━━━ LISTED RECORDS

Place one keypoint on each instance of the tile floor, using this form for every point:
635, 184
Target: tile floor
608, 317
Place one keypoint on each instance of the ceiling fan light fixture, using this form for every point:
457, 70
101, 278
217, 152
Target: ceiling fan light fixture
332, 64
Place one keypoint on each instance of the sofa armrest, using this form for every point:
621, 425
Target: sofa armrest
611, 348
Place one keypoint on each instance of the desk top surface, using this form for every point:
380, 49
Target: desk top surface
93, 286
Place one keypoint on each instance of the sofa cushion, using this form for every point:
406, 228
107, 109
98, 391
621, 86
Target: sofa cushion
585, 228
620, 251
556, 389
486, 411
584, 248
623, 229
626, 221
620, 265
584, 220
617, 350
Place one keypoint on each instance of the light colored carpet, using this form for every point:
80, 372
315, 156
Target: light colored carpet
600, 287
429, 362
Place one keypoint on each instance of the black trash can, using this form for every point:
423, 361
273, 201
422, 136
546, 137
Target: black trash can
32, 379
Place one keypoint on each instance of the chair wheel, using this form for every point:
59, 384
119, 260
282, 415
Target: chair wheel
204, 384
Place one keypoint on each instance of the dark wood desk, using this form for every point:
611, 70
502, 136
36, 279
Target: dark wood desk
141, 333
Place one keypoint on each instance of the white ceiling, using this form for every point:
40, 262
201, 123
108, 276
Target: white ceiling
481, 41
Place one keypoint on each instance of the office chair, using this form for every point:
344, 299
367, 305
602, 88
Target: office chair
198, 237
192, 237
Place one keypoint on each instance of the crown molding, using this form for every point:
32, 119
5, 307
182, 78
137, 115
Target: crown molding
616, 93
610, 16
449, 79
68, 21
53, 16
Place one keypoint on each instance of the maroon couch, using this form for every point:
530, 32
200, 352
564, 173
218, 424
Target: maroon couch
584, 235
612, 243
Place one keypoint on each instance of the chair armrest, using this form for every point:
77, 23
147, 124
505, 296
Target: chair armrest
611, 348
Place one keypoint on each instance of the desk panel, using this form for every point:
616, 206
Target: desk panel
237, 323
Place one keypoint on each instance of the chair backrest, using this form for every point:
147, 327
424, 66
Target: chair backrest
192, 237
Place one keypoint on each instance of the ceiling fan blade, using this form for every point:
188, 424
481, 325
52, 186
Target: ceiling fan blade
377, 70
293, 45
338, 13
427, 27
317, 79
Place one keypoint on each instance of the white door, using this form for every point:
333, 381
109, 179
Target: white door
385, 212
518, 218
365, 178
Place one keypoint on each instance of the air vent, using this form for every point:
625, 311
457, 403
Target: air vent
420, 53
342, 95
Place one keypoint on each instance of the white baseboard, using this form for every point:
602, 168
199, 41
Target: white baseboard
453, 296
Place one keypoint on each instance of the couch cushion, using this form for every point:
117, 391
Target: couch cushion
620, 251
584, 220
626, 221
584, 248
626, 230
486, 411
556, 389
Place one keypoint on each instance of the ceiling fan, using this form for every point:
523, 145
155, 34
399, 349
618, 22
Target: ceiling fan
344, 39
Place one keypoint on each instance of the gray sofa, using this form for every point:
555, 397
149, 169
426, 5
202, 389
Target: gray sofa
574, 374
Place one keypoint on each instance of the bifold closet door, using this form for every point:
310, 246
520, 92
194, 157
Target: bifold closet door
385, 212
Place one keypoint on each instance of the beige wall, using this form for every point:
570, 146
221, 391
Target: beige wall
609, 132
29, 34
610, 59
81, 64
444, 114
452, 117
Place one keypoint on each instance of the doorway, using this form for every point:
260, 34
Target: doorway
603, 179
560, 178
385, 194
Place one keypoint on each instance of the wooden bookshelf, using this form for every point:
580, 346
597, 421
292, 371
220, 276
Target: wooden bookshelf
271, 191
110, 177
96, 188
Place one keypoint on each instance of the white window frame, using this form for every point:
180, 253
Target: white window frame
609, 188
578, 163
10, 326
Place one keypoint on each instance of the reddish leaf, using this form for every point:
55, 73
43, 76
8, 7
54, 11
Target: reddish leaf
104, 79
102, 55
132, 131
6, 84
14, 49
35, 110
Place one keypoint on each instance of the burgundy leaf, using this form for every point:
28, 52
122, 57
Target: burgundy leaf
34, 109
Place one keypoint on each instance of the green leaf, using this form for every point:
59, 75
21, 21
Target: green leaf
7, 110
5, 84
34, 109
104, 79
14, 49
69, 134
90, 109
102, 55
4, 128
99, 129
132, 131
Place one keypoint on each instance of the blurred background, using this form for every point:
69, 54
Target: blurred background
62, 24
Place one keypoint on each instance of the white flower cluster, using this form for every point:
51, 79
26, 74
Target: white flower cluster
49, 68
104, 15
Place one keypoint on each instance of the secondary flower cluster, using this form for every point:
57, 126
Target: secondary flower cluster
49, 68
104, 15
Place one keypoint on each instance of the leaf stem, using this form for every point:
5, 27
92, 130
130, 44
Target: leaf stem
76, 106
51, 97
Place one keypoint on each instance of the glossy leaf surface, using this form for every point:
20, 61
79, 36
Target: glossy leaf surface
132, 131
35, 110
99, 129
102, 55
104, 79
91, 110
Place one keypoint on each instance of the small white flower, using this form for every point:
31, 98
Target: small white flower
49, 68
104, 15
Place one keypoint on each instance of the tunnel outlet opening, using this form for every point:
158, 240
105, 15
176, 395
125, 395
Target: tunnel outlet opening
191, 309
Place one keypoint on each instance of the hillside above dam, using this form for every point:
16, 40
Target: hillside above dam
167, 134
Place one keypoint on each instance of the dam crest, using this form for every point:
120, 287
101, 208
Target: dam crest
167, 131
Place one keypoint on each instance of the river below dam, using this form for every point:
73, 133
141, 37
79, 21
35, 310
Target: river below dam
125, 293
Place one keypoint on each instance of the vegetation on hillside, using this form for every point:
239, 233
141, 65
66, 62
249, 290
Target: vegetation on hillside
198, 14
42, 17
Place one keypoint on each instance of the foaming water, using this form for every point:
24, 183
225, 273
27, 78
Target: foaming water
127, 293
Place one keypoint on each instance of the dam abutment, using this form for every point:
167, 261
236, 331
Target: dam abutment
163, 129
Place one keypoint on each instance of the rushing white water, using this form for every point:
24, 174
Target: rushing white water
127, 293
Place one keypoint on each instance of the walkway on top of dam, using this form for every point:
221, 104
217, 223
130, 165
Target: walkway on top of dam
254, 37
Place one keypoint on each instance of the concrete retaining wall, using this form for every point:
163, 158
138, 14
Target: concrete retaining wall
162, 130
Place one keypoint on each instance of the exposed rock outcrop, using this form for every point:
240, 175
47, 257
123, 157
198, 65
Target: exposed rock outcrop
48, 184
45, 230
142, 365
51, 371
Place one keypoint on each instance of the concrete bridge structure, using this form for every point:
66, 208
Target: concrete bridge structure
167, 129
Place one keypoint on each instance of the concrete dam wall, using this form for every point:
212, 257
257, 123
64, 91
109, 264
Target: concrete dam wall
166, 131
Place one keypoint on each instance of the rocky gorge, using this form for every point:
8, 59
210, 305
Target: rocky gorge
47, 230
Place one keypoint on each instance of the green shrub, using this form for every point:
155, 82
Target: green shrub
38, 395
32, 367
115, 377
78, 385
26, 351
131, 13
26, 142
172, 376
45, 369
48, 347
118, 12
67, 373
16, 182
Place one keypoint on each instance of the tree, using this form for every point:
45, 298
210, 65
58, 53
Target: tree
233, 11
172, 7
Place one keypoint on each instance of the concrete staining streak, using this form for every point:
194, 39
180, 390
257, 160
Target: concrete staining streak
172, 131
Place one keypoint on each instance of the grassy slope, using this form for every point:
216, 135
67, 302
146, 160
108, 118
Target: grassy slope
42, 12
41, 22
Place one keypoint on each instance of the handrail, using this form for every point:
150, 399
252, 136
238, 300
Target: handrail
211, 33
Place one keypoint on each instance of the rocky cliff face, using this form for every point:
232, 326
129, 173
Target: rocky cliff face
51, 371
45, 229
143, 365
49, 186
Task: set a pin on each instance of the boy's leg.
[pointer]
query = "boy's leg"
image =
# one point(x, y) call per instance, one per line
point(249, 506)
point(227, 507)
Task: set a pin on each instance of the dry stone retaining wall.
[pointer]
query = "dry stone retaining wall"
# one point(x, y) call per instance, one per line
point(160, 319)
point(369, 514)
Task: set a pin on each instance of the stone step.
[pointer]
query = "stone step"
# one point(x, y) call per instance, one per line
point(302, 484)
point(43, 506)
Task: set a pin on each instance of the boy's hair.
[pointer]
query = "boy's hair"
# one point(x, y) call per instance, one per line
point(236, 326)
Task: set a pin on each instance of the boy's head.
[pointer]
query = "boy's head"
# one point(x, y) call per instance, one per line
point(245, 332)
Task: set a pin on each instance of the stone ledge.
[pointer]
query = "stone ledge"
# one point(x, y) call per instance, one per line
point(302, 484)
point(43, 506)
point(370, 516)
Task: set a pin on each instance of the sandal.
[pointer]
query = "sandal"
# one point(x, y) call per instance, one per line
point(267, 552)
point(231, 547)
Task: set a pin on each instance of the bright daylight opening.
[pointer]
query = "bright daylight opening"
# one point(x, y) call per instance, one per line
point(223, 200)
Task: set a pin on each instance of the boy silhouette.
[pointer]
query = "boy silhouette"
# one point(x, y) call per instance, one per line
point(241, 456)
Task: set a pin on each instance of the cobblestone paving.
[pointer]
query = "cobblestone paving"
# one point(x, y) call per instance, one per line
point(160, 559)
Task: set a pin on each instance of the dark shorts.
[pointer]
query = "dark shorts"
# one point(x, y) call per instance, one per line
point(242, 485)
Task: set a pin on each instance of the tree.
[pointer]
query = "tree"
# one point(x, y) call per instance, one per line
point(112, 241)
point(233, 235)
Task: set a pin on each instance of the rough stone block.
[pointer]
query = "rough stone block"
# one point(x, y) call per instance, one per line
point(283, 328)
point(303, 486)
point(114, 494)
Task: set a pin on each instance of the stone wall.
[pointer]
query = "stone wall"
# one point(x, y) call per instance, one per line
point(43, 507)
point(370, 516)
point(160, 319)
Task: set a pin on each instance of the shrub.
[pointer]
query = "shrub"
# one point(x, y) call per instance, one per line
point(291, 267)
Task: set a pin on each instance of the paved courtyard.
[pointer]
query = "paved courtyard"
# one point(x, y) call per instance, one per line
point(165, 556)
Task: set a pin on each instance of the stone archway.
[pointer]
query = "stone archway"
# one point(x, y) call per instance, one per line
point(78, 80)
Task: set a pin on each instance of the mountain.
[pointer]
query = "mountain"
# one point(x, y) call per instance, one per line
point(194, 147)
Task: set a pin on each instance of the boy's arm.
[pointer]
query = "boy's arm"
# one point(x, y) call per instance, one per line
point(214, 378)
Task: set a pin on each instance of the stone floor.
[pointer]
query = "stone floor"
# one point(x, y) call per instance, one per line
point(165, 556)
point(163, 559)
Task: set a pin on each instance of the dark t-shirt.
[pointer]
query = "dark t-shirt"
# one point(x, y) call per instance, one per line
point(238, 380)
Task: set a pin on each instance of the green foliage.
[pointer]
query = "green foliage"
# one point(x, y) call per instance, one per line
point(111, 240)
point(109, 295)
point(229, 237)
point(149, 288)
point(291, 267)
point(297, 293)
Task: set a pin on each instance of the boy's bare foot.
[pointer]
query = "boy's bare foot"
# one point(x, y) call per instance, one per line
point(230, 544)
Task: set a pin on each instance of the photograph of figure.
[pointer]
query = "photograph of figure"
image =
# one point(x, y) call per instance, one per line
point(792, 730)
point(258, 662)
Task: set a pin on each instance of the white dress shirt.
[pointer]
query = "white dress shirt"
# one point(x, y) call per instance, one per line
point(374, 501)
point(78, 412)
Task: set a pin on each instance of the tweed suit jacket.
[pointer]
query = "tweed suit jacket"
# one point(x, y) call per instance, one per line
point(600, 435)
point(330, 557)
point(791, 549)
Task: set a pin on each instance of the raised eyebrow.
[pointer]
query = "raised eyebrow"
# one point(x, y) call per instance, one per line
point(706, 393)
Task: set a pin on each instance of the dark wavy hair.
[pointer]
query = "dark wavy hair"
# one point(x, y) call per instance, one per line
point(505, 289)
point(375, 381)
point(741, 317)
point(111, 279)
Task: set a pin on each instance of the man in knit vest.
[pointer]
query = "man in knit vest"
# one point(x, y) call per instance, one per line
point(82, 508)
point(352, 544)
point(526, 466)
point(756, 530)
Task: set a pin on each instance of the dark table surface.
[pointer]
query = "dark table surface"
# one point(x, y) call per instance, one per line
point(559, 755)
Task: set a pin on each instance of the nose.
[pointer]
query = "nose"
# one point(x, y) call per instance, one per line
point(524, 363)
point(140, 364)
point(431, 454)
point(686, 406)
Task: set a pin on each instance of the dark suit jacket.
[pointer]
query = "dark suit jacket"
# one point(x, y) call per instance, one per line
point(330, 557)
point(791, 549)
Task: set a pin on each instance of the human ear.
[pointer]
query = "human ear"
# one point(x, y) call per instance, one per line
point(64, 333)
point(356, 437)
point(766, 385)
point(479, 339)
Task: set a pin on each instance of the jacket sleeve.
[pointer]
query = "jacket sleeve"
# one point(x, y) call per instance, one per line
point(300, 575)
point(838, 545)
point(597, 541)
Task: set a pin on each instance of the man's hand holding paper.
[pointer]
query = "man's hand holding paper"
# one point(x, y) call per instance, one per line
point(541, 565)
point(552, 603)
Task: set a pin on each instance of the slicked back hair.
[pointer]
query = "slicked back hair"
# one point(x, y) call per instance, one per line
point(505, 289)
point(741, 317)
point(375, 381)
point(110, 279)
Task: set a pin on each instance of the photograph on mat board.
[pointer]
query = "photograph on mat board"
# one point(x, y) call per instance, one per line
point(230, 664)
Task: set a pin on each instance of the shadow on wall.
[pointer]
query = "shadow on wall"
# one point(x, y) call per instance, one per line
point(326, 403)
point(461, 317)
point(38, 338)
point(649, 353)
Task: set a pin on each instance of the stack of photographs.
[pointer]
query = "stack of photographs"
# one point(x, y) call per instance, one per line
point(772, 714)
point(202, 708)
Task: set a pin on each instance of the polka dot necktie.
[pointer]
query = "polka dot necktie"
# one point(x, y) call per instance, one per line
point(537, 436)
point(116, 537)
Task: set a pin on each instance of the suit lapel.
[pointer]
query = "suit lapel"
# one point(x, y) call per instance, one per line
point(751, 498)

━━━━━━

**REQUIREMENT**.
Reproduce word for word the lines from the one containing "Task: set a pin on each instance of the green" through the one containing "point(258, 662)", including both of those lines.

**TASK RESPONSE**.
Task: set a pin on each instance of the green foliage.
[pointer]
query = "green foliage"
# one point(x, y) call per instance, one per line
point(111, 240)
point(109, 295)
point(229, 237)
point(149, 288)
point(291, 267)
point(297, 293)
Task: set a pin on each instance of the boy's bare foot.
[pointer]
query = "boy's bare foot"
# one point(x, y) call per instance, one per line
point(230, 544)
Task: set a pin on each instance of the photograph of figure.
[pointer]
query = "photograph of figure"
image =
# one point(x, y) call per instance, one per line
point(792, 730)
point(258, 662)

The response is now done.